Exercise aim →
Omit all pictures. Quote the lines from the one with "Every instance of the rock outcrop" through the end of the listing below, exactly as they appear.

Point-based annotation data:
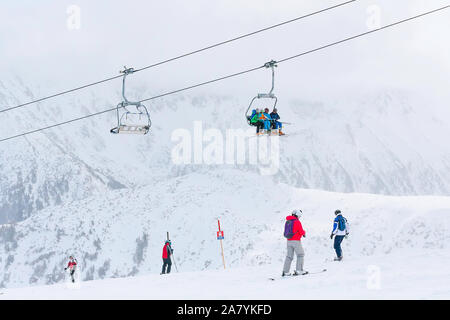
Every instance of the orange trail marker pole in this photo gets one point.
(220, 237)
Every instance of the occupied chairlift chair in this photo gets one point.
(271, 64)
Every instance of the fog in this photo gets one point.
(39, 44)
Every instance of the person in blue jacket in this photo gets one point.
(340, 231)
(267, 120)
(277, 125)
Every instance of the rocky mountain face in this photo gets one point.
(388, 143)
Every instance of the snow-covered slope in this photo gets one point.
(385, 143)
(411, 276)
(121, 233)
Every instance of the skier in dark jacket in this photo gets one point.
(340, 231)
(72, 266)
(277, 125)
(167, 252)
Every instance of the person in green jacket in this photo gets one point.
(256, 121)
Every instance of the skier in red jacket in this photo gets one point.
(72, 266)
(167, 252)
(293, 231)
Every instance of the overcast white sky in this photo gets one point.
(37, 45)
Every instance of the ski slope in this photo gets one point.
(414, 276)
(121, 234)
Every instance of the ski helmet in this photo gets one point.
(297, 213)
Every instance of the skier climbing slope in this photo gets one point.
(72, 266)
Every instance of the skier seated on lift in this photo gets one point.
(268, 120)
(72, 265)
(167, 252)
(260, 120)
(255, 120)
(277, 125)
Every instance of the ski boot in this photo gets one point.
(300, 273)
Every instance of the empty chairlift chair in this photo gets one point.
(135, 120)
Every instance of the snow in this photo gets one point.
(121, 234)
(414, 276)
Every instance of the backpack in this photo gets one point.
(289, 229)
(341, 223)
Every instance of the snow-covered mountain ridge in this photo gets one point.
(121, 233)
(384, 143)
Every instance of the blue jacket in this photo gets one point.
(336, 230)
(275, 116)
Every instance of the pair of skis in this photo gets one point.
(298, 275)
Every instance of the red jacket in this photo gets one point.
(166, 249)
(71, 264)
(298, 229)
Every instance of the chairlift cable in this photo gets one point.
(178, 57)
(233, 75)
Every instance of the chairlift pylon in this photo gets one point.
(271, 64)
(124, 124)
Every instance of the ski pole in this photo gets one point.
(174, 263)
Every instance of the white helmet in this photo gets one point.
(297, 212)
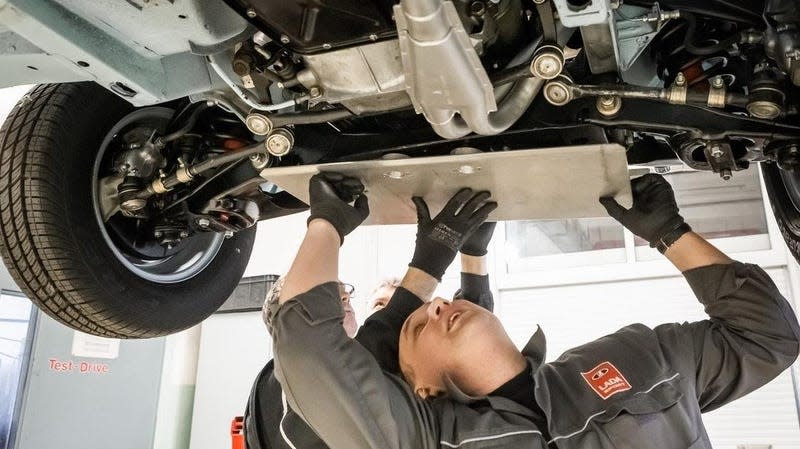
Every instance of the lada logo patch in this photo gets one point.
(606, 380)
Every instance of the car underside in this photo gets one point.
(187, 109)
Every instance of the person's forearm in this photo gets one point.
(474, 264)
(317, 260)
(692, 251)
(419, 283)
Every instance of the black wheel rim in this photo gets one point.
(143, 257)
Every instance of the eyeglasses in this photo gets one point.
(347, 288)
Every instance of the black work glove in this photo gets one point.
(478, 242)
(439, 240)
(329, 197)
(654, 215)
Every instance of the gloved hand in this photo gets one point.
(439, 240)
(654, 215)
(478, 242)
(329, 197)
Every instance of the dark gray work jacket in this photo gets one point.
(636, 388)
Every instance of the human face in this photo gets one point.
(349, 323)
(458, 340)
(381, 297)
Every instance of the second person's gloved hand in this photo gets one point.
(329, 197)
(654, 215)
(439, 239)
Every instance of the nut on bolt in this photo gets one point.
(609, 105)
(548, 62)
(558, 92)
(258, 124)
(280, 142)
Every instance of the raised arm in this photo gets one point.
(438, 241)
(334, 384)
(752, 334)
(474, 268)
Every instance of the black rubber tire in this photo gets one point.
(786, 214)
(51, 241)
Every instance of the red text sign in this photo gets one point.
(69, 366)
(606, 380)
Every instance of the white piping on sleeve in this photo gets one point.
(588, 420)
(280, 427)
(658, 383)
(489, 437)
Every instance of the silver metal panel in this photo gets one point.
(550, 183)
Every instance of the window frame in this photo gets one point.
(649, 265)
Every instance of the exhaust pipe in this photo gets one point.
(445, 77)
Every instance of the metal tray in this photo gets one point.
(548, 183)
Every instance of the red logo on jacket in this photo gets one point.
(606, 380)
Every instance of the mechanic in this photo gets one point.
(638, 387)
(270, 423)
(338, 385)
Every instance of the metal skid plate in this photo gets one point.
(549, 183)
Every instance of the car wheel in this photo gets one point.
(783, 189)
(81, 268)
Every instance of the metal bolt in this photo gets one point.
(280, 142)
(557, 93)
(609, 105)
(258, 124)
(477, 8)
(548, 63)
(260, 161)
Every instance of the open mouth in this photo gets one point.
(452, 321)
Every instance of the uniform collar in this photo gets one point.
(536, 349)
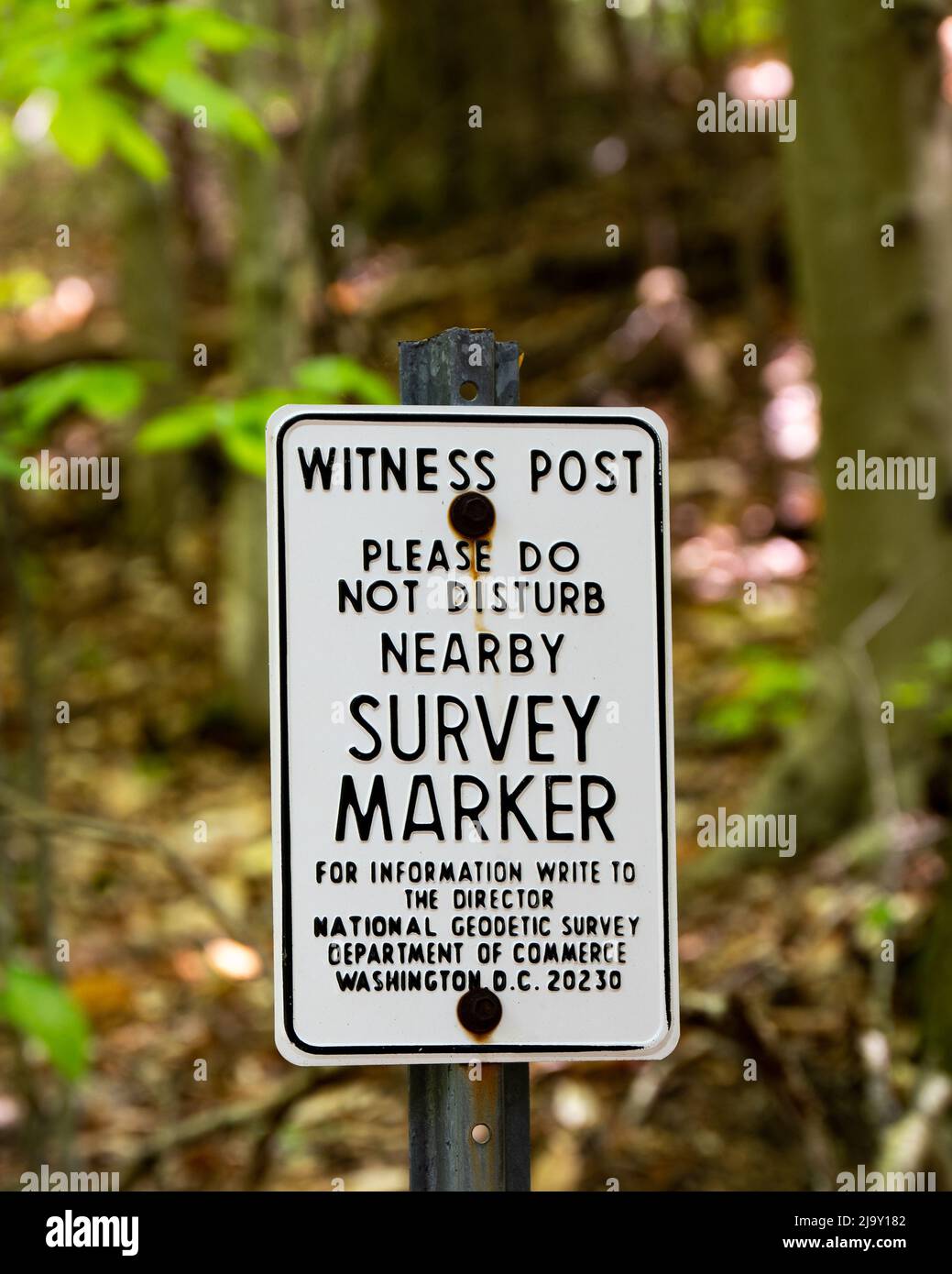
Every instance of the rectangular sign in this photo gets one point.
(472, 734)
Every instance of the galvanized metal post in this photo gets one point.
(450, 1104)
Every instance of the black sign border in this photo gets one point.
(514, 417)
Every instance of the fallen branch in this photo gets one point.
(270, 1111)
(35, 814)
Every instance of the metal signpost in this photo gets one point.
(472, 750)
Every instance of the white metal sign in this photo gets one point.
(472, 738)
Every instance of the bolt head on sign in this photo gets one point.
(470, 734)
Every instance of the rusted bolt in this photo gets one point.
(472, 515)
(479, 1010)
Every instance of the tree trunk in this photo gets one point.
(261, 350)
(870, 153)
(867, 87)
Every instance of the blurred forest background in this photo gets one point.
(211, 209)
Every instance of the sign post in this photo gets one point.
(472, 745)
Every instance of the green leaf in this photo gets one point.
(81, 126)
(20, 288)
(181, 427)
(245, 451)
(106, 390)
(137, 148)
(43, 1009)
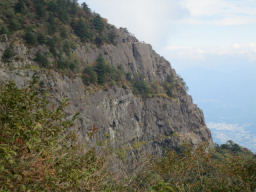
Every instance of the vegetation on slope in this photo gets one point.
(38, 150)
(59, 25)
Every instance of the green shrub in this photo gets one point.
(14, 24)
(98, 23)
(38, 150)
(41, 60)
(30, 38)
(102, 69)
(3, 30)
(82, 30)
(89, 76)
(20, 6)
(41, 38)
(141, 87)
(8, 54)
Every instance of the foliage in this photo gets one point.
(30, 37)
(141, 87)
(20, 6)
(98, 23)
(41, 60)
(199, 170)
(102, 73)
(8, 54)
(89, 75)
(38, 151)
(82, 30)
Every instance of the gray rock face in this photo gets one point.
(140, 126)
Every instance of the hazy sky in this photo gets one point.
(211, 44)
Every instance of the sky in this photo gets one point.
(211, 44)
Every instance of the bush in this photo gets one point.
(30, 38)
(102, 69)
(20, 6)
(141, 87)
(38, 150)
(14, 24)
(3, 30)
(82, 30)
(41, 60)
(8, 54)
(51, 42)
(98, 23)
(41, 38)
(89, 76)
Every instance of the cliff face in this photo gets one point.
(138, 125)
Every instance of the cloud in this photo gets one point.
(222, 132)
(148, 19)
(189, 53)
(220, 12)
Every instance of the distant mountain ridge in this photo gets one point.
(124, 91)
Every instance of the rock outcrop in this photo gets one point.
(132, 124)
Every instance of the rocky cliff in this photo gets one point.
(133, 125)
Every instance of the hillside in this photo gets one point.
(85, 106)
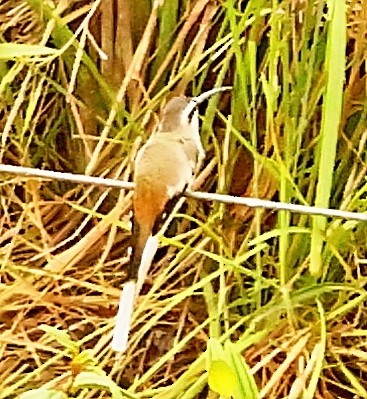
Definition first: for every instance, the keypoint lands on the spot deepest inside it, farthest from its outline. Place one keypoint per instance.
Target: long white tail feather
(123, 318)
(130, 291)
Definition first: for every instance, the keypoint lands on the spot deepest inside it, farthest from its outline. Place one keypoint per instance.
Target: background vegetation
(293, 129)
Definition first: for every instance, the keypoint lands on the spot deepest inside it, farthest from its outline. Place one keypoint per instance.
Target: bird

The result →
Every instance of the rock outcrop in this photo gets one point.
(132, 124)
Every instance of the rocky cliff in this photo gets one point.
(133, 125)
Every instance of the hillside in this photo gets one point.
(85, 106)
Definition first: for every instance, the keypoint lands on the spot deepest inside it, farthest from its outline. Place one keypoint per instance.
Target: long white tail feather
(123, 318)
(130, 291)
Definition first: for every instance, the keypoint lands on the spot deepest inside it, farthest from its outline. Place one keypoint per instance.
Target: background vegetation
(293, 129)
Definition first: for every instance, the keypoint lands on the spot deepest inside it, farthest from its outline. Place one keypoint per instance.
Target: bird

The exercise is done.